Görev
Adnan Menderes'in 1961'deki idamını anlatan anı metnini, son cümlesinin ardından gelecek biçimde sürdürün.

Seçilmiş alıntı
-----
Hayatımın ilk ve en sarsıcı olayını hayal meyal hatırlıyorum. Ya da hatırlamıyorum ama büyüklerim anlata anlata aklımda öyle yer etmiş. Neyse..İşte bu olay 1961 de Adnan Menderes'in idam edilmesiydi. Babam '' Hakketmişti. Cezasını çekti'' Diye düşünürken annem '' Yazık oldu.İyi adamdı. Allah rahmet eylesin.'' Diye üzülüyor, hatta göz yaşı döküyordu. Ancak çok sonraları öğrendiğime göre Adnan Menderes'in arkasından üzülmek, onunla ilgili güzel bir şeyler söylemek yasak olduğundan annem üzüntüsünü pek dile getirememiş bile.
-----
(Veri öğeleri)
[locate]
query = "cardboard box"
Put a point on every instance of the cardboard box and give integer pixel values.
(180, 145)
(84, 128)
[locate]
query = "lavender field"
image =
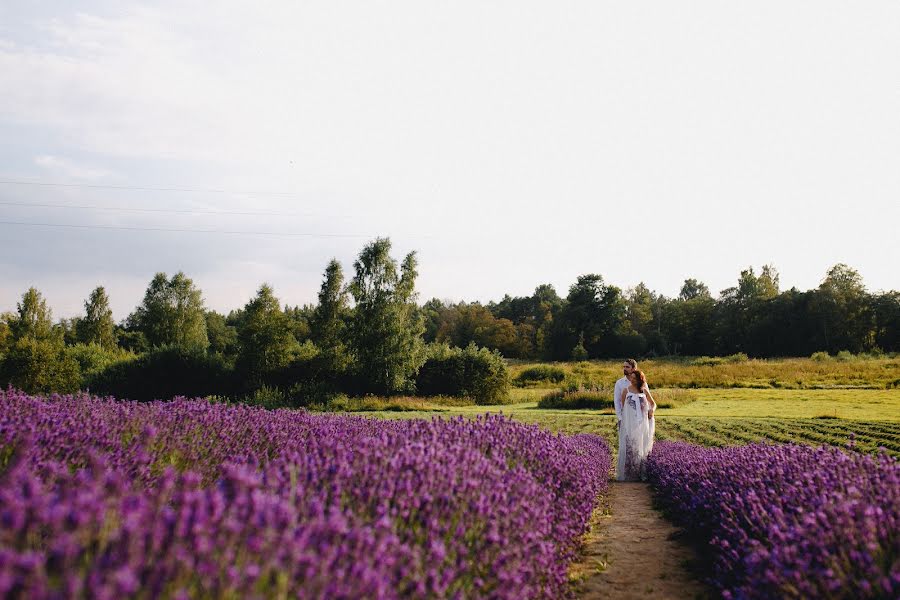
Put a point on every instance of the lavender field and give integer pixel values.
(787, 521)
(108, 499)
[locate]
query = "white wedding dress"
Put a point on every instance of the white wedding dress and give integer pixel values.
(635, 437)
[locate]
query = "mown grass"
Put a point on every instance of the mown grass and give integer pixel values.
(788, 373)
(731, 416)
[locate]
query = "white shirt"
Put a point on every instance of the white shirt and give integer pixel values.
(617, 394)
(621, 385)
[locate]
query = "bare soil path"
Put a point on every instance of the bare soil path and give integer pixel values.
(633, 552)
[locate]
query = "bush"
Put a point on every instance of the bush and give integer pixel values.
(164, 373)
(541, 374)
(267, 397)
(598, 397)
(92, 358)
(713, 361)
(39, 366)
(475, 372)
(577, 399)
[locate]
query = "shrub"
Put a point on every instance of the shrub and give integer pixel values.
(39, 366)
(164, 373)
(713, 361)
(541, 374)
(475, 372)
(93, 358)
(577, 399)
(820, 356)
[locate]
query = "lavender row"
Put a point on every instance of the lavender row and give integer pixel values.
(787, 521)
(105, 499)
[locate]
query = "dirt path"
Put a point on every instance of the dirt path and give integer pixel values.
(616, 544)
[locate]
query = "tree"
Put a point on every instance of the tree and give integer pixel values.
(265, 338)
(843, 311)
(34, 320)
(328, 326)
(172, 313)
(6, 338)
(223, 338)
(386, 328)
(693, 289)
(36, 361)
(593, 308)
(97, 326)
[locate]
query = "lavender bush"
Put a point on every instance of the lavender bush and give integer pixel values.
(108, 499)
(787, 521)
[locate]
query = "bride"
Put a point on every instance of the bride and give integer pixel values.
(636, 427)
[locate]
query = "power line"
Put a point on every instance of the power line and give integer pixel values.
(144, 188)
(165, 210)
(168, 229)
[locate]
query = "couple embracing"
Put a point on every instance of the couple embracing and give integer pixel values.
(634, 414)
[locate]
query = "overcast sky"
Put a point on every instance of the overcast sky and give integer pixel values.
(509, 143)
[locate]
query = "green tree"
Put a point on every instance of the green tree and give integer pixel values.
(36, 361)
(172, 314)
(386, 328)
(97, 326)
(328, 325)
(843, 310)
(266, 341)
(691, 288)
(223, 338)
(6, 337)
(595, 309)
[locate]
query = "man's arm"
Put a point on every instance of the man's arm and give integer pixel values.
(616, 403)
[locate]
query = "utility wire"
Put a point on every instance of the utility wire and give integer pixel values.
(165, 210)
(144, 188)
(221, 231)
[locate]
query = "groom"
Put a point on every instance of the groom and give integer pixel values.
(629, 366)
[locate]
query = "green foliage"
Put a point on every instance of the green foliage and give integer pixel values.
(268, 397)
(593, 310)
(34, 320)
(164, 373)
(710, 361)
(472, 372)
(39, 366)
(97, 326)
(172, 314)
(265, 338)
(223, 338)
(386, 327)
(579, 352)
(594, 400)
(540, 374)
(6, 336)
(93, 358)
(328, 326)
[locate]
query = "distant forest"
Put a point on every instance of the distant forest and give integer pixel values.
(370, 335)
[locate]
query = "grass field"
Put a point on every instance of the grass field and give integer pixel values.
(725, 417)
(789, 373)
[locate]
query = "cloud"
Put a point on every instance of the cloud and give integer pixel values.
(69, 168)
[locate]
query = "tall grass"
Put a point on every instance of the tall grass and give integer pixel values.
(858, 372)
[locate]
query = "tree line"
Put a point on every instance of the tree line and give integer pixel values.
(368, 334)
(364, 336)
(754, 317)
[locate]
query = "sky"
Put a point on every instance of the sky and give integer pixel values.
(508, 143)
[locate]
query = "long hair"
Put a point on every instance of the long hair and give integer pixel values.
(641, 379)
-----
Yanıt
1964 Yılında, yani 10 yaşındayken artık İstiklal Marşımızda ya da Çanakkale Şehitlerine şiirimizdeki şehit kavramı da benim için hayali bir kavram olmaktan çıkmış, ete kemiğe bürünmüş bir kavram haline gelmişti. Çünkü yeni yeni aklımın kesmeye başladığı o yıl Cengiz Topel şehit edilmişti.
Daha sonra Kıbrıs mücadelesi sebebiyle daha pek çok şehidin resimlerini gördüm gazetelerde. Artık ''Şehit '' denilince gözlerimin önüne bir banyo küveti içinde kanlar içinde yatan çocuklar ve onların annesi geliyordu
Vatanı için savaşırken ölenlere şehit denir... Şehitlik işte bu hükümdü benim için. Lakin sonra gördüm ki doğum yaparken ölen kadından, görevi başında kalp krizi ya da bir kaza sonucu ölen de şehit oluyormuş.
1970-1980 Yılları arasında sağ-sol çatışmalarında pek çok vatandaş öldürüldü. Bu vatandaşların bir kısmı '' Ülkücü Şehit'' olarak, bir kısmı '' Devrimci şehit '' olarak toprağa verildi.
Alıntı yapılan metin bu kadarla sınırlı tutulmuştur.